[INSTRUCTIONS TO FOLLOW]: Could you rewrite the data starting at the line containing "Where is the carved relief" and ending at the line containing "619;447;684;501", changing "carved relief" to "sculpted relief" and leaving everything else unchanged? Return only those lines.

* START RECORDS FOR THE TASK *

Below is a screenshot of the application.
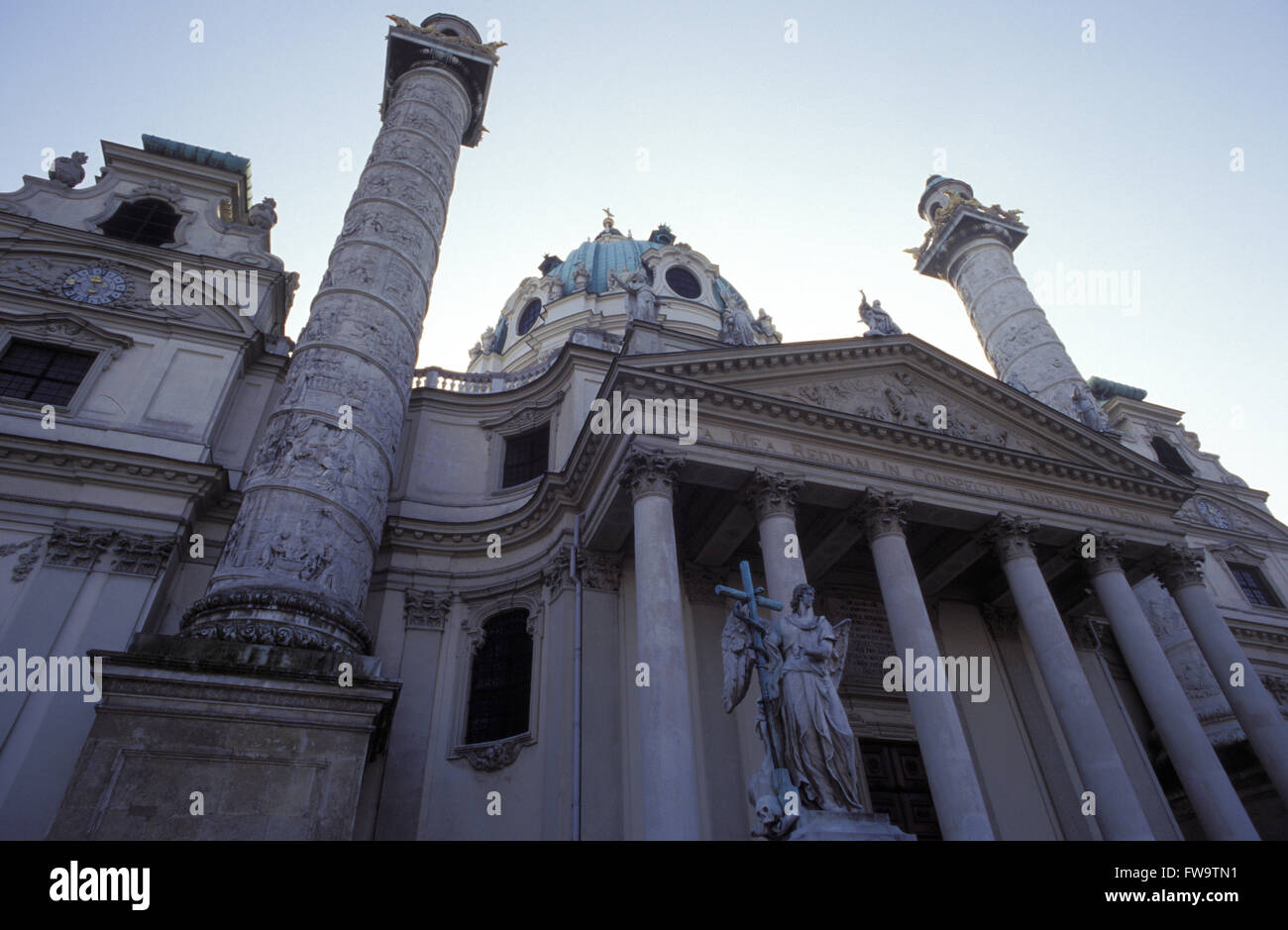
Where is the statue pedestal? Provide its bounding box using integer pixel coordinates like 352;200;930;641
48;634;399;840
789;810;917;840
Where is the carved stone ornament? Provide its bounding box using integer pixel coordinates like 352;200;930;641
46;523;116;571
850;488;909;541
403;587;452;630
0;536;46;584
619;447;684;500
541;546;622;595
768;371;1060;458
111;533;175;578
743;467;805;520
459;733;532;772
980;604;1020;639
49;152;89;187
983;514;1038;562
1073;530;1126;577
1154;543;1203;594
682;562;729;604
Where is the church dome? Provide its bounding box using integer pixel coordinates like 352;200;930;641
469;216;746;373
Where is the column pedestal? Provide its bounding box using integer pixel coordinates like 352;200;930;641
860;492;993;840
1087;535;1259;840
1158;546;1288;804
991;514;1154;840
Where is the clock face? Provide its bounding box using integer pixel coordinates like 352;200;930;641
63;268;125;304
1198;501;1231;530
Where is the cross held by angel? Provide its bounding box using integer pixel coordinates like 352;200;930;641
716;563;863;835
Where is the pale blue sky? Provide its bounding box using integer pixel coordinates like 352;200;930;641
0;0;1288;507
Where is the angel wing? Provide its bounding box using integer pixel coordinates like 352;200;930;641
720;604;756;714
827;620;850;687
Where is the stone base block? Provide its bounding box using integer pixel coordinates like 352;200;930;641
49;634;399;840
789;810;917;840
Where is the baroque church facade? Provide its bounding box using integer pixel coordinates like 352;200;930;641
0;14;1288;840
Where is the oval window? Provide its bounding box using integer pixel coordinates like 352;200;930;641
666;268;702;300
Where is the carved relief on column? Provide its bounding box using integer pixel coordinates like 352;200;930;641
680;562;729;604
403;587;452;630
742;467;805;522
111;533;175;578
849;488;910;543
979;604;1020;639
46;523;116;571
1074;530;1127;577
619;447;684;501
541;546;622;596
1154;543;1203;594
983;514;1038;563
0;536;46;584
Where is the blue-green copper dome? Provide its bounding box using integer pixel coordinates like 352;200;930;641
550;231;742;310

* END RECORDS FOR THE TASK *

[WRITTEN RESPONSE]:
Where is the sculpted relief on column? Provide its bounding box using integer pixel coordinates like 352;200;930;641
680;562;729;604
403;587;452;630
742;467;805;522
111;533;175;578
849;488;910;543
979;604;1020;639
46;523;116;571
1074;530;1127;577
619;447;684;501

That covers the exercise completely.